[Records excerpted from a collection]
◇ ◇ ◇

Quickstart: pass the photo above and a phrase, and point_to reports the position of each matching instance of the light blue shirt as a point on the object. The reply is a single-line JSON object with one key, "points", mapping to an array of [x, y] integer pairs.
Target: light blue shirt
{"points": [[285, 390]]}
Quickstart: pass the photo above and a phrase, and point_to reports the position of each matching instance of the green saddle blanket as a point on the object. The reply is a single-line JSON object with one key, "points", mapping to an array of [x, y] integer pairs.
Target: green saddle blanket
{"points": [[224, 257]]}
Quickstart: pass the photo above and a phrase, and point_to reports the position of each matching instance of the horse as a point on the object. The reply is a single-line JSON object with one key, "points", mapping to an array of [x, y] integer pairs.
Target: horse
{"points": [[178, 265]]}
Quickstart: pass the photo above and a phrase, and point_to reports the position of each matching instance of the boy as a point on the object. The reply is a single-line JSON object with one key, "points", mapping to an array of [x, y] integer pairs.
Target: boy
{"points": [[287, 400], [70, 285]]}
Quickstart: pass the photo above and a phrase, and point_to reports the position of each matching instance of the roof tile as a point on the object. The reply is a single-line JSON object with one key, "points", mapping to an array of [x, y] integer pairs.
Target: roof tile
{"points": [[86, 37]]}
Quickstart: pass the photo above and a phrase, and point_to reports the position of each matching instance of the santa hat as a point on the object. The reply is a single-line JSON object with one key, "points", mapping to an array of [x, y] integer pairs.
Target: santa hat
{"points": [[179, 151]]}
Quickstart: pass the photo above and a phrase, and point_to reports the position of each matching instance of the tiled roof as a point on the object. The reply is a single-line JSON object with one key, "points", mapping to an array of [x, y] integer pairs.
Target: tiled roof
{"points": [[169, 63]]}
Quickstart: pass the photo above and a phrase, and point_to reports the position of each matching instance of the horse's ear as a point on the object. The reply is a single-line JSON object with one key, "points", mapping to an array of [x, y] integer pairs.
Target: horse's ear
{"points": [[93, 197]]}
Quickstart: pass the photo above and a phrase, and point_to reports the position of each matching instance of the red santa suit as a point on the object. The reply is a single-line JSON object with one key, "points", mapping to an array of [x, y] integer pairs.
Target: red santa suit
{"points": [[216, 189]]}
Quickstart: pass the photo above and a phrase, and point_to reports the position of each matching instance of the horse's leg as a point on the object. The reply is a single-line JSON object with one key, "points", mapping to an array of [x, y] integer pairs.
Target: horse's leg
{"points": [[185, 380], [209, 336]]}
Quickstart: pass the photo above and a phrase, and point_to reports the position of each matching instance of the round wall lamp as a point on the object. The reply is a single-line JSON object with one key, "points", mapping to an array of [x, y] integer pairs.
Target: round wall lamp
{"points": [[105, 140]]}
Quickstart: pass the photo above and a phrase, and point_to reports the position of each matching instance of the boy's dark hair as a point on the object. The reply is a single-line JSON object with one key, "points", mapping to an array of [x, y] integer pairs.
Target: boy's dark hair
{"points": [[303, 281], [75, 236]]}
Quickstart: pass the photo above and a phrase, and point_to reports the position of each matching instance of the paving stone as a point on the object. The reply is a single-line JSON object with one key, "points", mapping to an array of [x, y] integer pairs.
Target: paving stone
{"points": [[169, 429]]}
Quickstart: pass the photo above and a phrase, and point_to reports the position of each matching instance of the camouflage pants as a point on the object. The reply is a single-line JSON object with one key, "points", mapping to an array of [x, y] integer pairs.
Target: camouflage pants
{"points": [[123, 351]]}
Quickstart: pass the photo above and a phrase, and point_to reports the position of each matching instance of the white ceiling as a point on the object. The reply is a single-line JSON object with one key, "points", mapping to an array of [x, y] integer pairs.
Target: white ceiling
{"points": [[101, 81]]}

◇ ◇ ◇

## WHAT YOU ARE ASKED TO DO
The records above are to be duplicated in full and exactly.

## REPLY
Quickstart: pass the photo above and a phrase, and point_to reports the position of each matching instance of the light blue shirt as a point on the object. The reply is a single-line JSON object with one key, "points", mapping to an array of [x, y] integer pairs.
Target: light blue shirt
{"points": [[285, 390]]}
Quickstart: pass the photo above and a phrase, and point_to reports the position of each matching instance of the green saddle blanket as a point on the object. The reply is a single-line JSON object with one key, "points", mapping to an array of [x, y] integer pairs.
Target: green saddle blanket
{"points": [[224, 257]]}
Quickstart: pass the photo above and a phrase, and point_to reports the position of each matching instance of the horse as a point on the object. The reply is a single-line JSON object with one key, "points", mapping to an array of [x, y] integer pairs.
Target: horse
{"points": [[178, 265]]}
Quickstart: pass the photo above and a phrase, and point_to reports the position of each matching instance of the boy as a point on the object. The reply is a single-line JSON object with one key, "points", mapping to an array of [x, y] integer pairs.
Target: boy
{"points": [[287, 400], [70, 285]]}
Quickstart: pass the photo above and a phrase, and point_to reports the position of each matching instance of the roof tile as a point on the object. The reply is a single-line JSON object with one key, "points", mapping to an array of [x, y] integer pairs.
Target: roof tile
{"points": [[86, 37]]}
Quickstart: pass the photo above and a phrase, and point_to reports the position of each matching instance of the santa hat as a point on the object. The reply is a single-line JSON object with one key, "points", mapping to an array of [x, y] integer pairs.
Target: santa hat
{"points": [[179, 151]]}
Quickstart: pass the photo above and a phrase, and point_to reports the position of each matching instance of the tiled roof as a point on the object. The reply is a single-line JSON object with one key, "points", mapping to an array of [x, y] integer pairs.
Target: tiled roof
{"points": [[169, 63]]}
Quickstart: pass the photo above and a phrase, and point_to reports the position of each matching instance of the horse's ear as a point on the object. The reply is a single-line JSON object with one key, "points", mapping to an array of [x, y] integer pairs.
Target: horse's ear
{"points": [[93, 197]]}
Quickstart: pass the photo above and a phrase, and point_to reports the position of each matching instance of the red santa suit as a point on the object. The reply is a single-line JSON object with one key, "points", mapping to an array of [x, y] integer pairs.
Target: red santa suit
{"points": [[216, 189]]}
Quickstart: pass the photo above and a phrase, and point_to reports the position of each matching instance of the horse's leg as a point on the object. The reply is a single-line JSON object with one key, "points", mapping to an array of [x, y] integer pairs.
Target: horse's leg
{"points": [[185, 380], [209, 336]]}
Quickstart: pass the photo above and a phrase, and point_to reports the position of each matching instance of the round wall lamp as a point on the object. The reply is a single-line JSON object with one key, "points", mapping to an array of [x, y] integer pairs.
Target: round wall lamp
{"points": [[105, 140]]}
Quickstart: pass the photo above and a phrase, and point_to reports the position of each matching instance of the boy's dark hair as a point on the object. The reply is a single-line JSON object with one key, "points", mapping to an array of [x, y] integer pairs.
Target: boy's dark hair
{"points": [[303, 281], [75, 236]]}
Quickstart: pass the photo above and a phrase, and point_to reports the position of each matching instance of the paving stone as a point on the object. The reply is a single-line JSON object with one key, "points", mapping to an array of [x, y] integer pairs.
Target: paving stone
{"points": [[169, 429]]}
Quickstart: pass the photo above and a phrase, and point_to reports the position of each matching instance of the camouflage pants as a point on the object. The reply is a single-line JSON object with one key, "points", mapping to an array of [x, y] integer pairs.
Target: camouflage pants
{"points": [[123, 351]]}
Quickstart: pass the photo above and a phrase, and point_to reports the position of each matching instance of the white ceiling as a point on the object. The reply is a single-line JSON object with one key, "points", mapping to an array of [x, y] integer pairs.
Target: white ceiling
{"points": [[101, 81]]}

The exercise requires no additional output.